Machine traffic plays an important role in soil compaction. Experiments have been carried out to study the effect of multiple passes of tillage operation on soil compaction beneath the tillage depth with three different tillage systems. The authors observed that active tillage machinery generally caused more compaction compared to passive tillage machinery for the same number of passes. However, active machinery required fewer vehicular passes [22]. In plowed soils, the first pass can dramatically increase soil compaction and cause soil degradation, while in firm soil and deep areas soil compaction occurs over time and with large numbers of tire passes [23]. Research has also shown that if the traffic exceeds 10 times, the benefits of using light tractors are lost and soil compaction is greatly increased. These studies have suggested that heavy tractors with less traffic should be used as much as possible because high traffic leads to compaction in the subsoil [24,25].

Excerpts from location labeling data:

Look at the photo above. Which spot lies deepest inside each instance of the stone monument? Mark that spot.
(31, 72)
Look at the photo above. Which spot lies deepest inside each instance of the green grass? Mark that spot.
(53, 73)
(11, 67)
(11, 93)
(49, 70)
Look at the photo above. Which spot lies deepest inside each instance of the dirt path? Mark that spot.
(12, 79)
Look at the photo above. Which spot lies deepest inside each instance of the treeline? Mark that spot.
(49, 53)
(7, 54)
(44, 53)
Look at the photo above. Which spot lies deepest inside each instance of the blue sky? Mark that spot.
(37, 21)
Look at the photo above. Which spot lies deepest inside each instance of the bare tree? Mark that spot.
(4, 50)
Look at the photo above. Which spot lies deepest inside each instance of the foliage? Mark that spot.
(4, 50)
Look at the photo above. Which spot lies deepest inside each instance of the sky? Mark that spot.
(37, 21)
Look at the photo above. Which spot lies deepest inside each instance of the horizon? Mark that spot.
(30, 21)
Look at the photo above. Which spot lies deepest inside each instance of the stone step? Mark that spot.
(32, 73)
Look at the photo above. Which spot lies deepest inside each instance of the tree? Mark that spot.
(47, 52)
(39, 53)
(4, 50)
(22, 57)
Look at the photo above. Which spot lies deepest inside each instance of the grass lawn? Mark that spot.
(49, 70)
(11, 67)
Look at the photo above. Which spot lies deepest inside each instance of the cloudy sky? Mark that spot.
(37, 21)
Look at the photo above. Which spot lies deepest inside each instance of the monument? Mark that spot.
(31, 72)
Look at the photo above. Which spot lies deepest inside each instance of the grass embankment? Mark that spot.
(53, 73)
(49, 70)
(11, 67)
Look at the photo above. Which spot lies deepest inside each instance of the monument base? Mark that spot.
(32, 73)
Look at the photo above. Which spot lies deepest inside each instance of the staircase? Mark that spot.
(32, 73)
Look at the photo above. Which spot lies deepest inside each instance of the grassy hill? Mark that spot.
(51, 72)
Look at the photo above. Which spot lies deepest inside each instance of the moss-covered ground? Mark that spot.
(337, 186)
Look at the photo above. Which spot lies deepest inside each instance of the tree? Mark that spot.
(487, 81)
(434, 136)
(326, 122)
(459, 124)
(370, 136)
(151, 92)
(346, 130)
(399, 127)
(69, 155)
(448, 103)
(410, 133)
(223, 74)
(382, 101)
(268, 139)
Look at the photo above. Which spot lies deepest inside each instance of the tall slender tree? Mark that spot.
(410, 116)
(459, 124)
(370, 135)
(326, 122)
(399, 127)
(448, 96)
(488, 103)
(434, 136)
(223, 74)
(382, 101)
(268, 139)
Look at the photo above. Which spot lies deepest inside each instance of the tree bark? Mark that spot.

▶ [JOB A]: According to the text on soil compaction, what happens when tractor traffic exceeds 10 times?
▶ [JOB B]: Rewrite the rows from the line with "the monument? Mark that spot." through the end of the rows, swapping "deepest" for "innermost" and leaving everything else the same. Return only those lines.
These rows are unrelated to the text on soil compaction.

▶ [COMPLETE RESPONSE A]: The benefits of using light tractors are lost, and soil compaction is greatly increased.

▶ [COMPLETE RESPONSE B]:
Look at the photo above. Which spot lies innermost inside each instance of the monument? Mark that spot.
(31, 72)
Look at the photo above. Which spot lies innermost inside each instance of the grass embankment? Mark that spot.
(53, 73)
(49, 70)
(11, 67)
Look at the photo above. Which spot lies innermost inside each instance of the monument base? Mark that spot.
(32, 73)
Look at the photo above. Which spot lies innermost inside each instance of the staircase? Mark that spot.
(32, 73)
Look at the photo above. Which spot lies innermost inside each instance of the grassy hill? Mark that spot.
(51, 72)
Look at the photo above. Which spot lies innermost inside each instance of the moss-covered ground? Mark that spot.
(337, 186)
Look at the photo above. Which spot lies innermost inside each instance of the tree? Mark that spot.
(487, 81)
(434, 136)
(326, 122)
(459, 124)
(370, 136)
(151, 92)
(346, 130)
(399, 127)
(69, 155)
(448, 103)
(410, 133)
(223, 74)
(382, 101)
(268, 139)
Look at the photo above. Which spot lies innermost inside each instance of the tall slender tree? Mark that spot.
(410, 116)
(459, 124)
(370, 135)
(326, 122)
(399, 127)
(448, 96)
(488, 103)
(434, 136)
(223, 74)
(382, 101)
(268, 139)
Look at the photo above. Which spot lies innermost inside each instance of the tree bark? Mark that spot.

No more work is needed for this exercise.